→ **What this task involves**
Copy the data exactly. No line may be skipped.

◆ ◆ ◆

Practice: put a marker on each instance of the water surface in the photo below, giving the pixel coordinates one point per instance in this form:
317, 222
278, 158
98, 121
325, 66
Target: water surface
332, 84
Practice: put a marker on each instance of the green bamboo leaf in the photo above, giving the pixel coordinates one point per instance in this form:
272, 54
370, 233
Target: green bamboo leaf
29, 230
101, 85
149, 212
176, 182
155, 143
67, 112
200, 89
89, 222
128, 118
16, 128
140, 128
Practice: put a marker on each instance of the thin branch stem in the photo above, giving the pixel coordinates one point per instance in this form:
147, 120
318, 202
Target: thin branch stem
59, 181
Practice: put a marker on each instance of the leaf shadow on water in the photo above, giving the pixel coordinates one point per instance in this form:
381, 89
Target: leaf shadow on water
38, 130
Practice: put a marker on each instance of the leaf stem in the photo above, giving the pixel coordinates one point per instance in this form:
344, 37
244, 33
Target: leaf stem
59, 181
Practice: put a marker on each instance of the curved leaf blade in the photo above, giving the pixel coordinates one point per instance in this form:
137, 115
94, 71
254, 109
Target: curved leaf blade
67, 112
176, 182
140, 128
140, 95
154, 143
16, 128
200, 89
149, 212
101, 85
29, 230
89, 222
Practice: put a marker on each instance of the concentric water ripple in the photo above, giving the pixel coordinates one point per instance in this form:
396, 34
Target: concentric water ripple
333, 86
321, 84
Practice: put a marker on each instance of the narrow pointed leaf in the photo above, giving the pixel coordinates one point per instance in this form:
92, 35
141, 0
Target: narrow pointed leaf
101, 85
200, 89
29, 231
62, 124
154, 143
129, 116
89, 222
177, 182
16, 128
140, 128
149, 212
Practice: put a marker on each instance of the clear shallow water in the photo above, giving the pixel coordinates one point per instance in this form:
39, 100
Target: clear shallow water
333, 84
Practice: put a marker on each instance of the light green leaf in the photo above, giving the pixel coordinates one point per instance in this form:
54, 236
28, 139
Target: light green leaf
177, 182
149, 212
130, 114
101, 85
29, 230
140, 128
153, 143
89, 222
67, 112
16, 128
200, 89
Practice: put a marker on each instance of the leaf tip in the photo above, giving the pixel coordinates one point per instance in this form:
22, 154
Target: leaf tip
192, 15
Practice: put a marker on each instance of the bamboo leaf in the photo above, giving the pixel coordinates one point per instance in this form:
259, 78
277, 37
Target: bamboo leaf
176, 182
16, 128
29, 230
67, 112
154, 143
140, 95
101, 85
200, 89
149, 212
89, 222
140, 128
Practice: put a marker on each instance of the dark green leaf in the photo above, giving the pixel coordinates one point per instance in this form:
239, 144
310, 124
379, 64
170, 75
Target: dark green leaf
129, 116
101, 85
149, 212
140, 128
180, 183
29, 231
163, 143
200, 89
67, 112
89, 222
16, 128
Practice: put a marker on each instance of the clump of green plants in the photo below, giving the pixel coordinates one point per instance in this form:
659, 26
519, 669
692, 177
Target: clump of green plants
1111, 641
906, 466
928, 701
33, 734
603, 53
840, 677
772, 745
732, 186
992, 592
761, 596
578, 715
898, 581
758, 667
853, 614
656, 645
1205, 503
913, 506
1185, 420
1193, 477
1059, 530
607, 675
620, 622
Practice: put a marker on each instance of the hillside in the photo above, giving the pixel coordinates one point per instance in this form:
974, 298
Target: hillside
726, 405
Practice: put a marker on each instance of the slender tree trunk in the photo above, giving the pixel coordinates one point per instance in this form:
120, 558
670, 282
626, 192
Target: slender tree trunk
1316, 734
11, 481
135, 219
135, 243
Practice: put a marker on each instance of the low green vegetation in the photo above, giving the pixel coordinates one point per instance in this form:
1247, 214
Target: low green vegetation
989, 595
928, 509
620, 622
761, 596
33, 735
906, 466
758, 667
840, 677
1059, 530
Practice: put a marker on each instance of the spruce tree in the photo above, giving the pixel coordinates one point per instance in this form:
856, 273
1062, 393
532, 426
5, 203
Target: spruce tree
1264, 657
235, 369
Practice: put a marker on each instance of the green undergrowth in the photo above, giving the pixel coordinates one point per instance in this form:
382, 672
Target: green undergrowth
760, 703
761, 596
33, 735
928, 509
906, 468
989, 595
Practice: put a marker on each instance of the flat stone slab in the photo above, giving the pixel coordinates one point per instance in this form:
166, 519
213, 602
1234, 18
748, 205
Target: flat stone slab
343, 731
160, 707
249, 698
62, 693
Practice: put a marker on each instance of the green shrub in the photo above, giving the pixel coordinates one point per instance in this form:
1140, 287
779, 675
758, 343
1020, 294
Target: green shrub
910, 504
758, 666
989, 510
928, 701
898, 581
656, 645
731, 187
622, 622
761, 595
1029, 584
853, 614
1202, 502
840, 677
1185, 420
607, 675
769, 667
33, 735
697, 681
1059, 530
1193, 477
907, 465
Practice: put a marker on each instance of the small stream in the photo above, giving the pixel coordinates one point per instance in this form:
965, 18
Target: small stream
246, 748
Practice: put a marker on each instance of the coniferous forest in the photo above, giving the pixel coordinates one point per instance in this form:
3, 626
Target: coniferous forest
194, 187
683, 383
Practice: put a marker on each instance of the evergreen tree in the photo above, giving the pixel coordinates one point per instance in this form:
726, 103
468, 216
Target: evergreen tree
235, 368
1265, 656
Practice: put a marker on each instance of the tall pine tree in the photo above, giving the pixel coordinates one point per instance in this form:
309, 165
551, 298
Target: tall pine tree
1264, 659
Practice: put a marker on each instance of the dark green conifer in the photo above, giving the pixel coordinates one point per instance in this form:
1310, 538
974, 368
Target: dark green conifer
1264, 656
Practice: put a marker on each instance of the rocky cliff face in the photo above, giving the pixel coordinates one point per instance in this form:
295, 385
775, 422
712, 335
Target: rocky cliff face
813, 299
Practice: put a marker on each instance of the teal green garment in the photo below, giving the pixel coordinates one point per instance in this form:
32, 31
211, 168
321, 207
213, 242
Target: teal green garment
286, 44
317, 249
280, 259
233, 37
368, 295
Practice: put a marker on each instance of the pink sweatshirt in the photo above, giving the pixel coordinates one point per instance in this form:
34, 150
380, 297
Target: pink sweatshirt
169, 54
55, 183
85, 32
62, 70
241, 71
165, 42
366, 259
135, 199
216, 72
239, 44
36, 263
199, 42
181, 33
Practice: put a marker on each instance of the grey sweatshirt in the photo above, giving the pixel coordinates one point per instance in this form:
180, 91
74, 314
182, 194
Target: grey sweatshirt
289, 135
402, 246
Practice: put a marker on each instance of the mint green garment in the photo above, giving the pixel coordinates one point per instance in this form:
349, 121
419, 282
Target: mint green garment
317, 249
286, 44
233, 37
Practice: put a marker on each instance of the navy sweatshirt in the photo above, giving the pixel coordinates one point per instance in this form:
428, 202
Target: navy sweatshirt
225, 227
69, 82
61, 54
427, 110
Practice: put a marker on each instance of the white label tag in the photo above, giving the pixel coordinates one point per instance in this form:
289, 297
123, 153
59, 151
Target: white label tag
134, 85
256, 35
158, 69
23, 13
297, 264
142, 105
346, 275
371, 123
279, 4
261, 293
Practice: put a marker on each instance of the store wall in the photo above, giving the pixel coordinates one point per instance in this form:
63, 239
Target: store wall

◆ ◆ ◆

→ **Answer to the problem**
Practice: put a marker on each instance of the water surface in the photo below, giving the pixel coordinates one point per instance in this form:
317, 222
278, 158
98, 121
325, 66
Target: water surface
332, 84
Practice: put a marker on each instance of the green bamboo leaf in the photo above, giving the pixel coordinates one point per instance in this form:
272, 54
370, 233
Target: green bamboo leaf
29, 230
101, 85
149, 212
176, 182
155, 143
67, 112
200, 89
89, 222
128, 118
16, 128
140, 128
Practice: put a marker on each instance of the thin branch stem in the photo above, giving the pixel coordinates one point per instance in this form:
147, 120
318, 202
Target: thin branch stem
59, 181
Practice: put a marker on each instance of the leaf shadow on water in the photo above, giving the pixel coordinates one point per instance in this form:
381, 89
Target: leaf shadow on water
38, 130
Practice: put a marker on each instance of the leaf stem in the photo above, giving the pixel coordinates one point per instance in this form:
344, 37
244, 33
Target: leaf stem
59, 181
Practice: put a marker on each instance of the curved leaf blade in the photo above, giving the pixel coordinates one point per instance in this form:
137, 115
94, 71
254, 109
Target: curved leaf blade
67, 112
176, 182
140, 128
140, 95
154, 143
16, 128
200, 89
149, 212
101, 85
29, 230
89, 222
Practice: put a marker on each instance of the concentric water ripple in the photo above, giving the pixel coordinates one point per instance in this form:
396, 34
Target: concentric water ripple
333, 86
321, 84
Practice: put a marker on each instance of the narrow pointed leaf in the photo above, giving the pixel coordinates one point per instance in this form:
92, 35
141, 0
Target: narrow pointed leaf
101, 85
200, 89
29, 231
62, 124
154, 143
129, 116
89, 222
177, 182
16, 128
140, 128
149, 212
Practice: put a marker on each instance of the clear shallow water in the photo above, giving the pixel coordinates one point per instance in this form:
39, 100
Target: clear shallow water
333, 84
Practice: put a marker on each instance of the light green leaf in the photo above, giving the pixel coordinates one point per instance in this form:
54, 236
28, 139
Target: light green leaf
177, 182
149, 212
130, 114
101, 85
29, 230
140, 128
153, 143
89, 222
67, 112
16, 128
200, 89
Practice: put a marker on each instance of the leaf tip in the photo above, giving the pixel coordinates one point per instance in this form:
22, 154
Target: leaf tip
192, 15
Practice: put a marker on each instance of the bamboo leaf in the photo above, giving the pixel coordinates one point per instance in this form:
259, 78
277, 37
Target: bamboo leaf
176, 182
16, 128
29, 230
67, 112
154, 143
140, 95
101, 85
200, 89
149, 212
89, 222
140, 128
Practice: put a marker on each instance of the dark green leaf in the photo above, giving the pixel coordinates one point per instance in this form:
239, 144
310, 124
379, 64
170, 75
Target: dark green leaf
129, 116
101, 85
149, 212
140, 128
180, 183
29, 231
163, 143
200, 89
67, 112
89, 222
16, 128
Practice: put a marker on each instance of the clump of green plants in the photo below, giving the pixel coordinates one point per instance in this form:
659, 26
519, 669
692, 177
Target: clump of green plants
1111, 641
906, 466
928, 701
33, 734
603, 53
840, 677
772, 745
732, 186
992, 592
761, 596
578, 715
898, 581
758, 667
853, 614
656, 645
1205, 503
913, 506
1185, 420
1193, 477
1059, 530
607, 675
620, 622
Practice: put a marker on each instance of the hillside in the photo above, giving the pixel coordinates one point per instance in this form:
974, 298
Target: hillside
726, 405
Practice: put a marker on each instance of the slender tree trunk in the photo above, giving the pixel coordinates one point per instance in this form:
120, 558
670, 282
626, 192
Target: slender tree trunk
1316, 734
11, 481
135, 219
135, 243
Practice: put a marker on each instance of the low green vegetation in the photo above, giving the pixel coordinates one point per instance in this form:
1247, 214
Target: low green vegetation
989, 595
928, 509
620, 622
761, 596
33, 735
906, 466
758, 667
840, 677
1059, 530
Practice: put a marker on each instance of the spruce tree in the photo above, giving the pixel coordinates one point per instance in this form:
856, 273
1062, 393
532, 426
5, 203
Target: spruce tree
1264, 657
235, 369
Practice: put a marker on each instance of the green undergrowth in the photo above, giving the pixel coordinates one point per instance in this form:
382, 672
Target: green undergrowth
760, 703
761, 596
33, 735
928, 509
906, 468
989, 595
Practice: put a marker on each instance of the flat stone slab in the photo above, giving the pixel coordinates one point per instance in this form:
166, 519
213, 602
1234, 18
748, 205
Target: flat stone slab
343, 731
160, 707
249, 698
62, 693
Practice: put a marker on each instance of the green shrub in the photo above, giving the pixel coordinates one point per instance in this form:
1140, 287
779, 675
758, 343
1020, 294
Target: green shrub
910, 504
758, 666
989, 510
928, 701
898, 581
656, 645
731, 187
622, 622
761, 595
1029, 584
853, 614
1202, 502
840, 677
1185, 420
607, 675
769, 667
33, 735
697, 681
1059, 530
1193, 477
907, 465
Practice: put a marker on each instance of the small stream in the photo above, giving the pixel coordinates one point per instance in this form:
965, 18
Target: small stream
246, 748
Practice: put a marker on each instance of the coniferous forest in the photo above, giving the pixel coordinates one point per instance in this form:
3, 626
Target: coniferous forest
194, 187
683, 383
Practice: put a marker on each instance of the evergreen tree in the photo above, giving the pixel coordinates one point per instance in this form:
726, 103
468, 216
Target: evergreen tree
235, 368
1265, 656
Practice: put a marker on each instance of the tall pine tree in the photo above, giving the pixel coordinates one point per instance in this form:
309, 165
551, 298
Target: tall pine tree
1264, 659
Practice: put a marker on each instance of the dark green conifer in the photo above, giving the pixel coordinates one point per instance in this form:
1310, 538
974, 368
Target: dark green conifer
1264, 656
Practice: put a marker on each instance of the rocky cliff face in the photo above, giving the pixel coordinates one point per instance in this form:
295, 385
775, 422
712, 335
Target: rocky cliff face
813, 299
Practice: put a marker on each instance of the teal green garment in the photo below, giving the pixel coordinates one point per instance in this form:
32, 31
211, 168
321, 207
213, 242
Target: teal green garment
286, 44
317, 249
280, 259
233, 37
368, 295
Practice: put a marker on each instance of the pink sweatshirt in the photo above, giving the pixel coordinates one point per instance in this form:
34, 150
380, 297
Target: pink sweatshirt
169, 54
55, 183
85, 32
62, 70
241, 71
165, 42
366, 259
135, 199
216, 72
239, 44
36, 263
199, 42
181, 33
Practice: put a marker on each instance of the grey sweatshirt in the photo above, giving the pixel coordinates one point per instance in this form:
180, 91
74, 314
182, 194
Target: grey sweatshirt
289, 135
402, 246
Practice: put a marker on each instance of the mint green garment in the photo above, giving the pixel coordinates one point per instance in this form:
349, 121
419, 282
Target: mint green garment
317, 249
286, 44
233, 37
Practice: put a marker on each instance of the navy sweatshirt in the photo above, giving the pixel coordinates one point per instance in this form:
428, 202
Target: navy sweatshirt
225, 227
69, 82
61, 54
427, 110
Practice: put a marker on each instance of the white label tag in the photo above, giving the pixel coordinates one point per instance in this form:
289, 297
123, 153
59, 151
Target: white label tag
134, 85
256, 35
158, 69
23, 13
297, 264
142, 105
346, 275
371, 123
279, 4
261, 293
Practice: put a marker on each instance of the store wall in the photo above, giving the pixel coordinates one point per instance in this form:
63, 239
Target: store wall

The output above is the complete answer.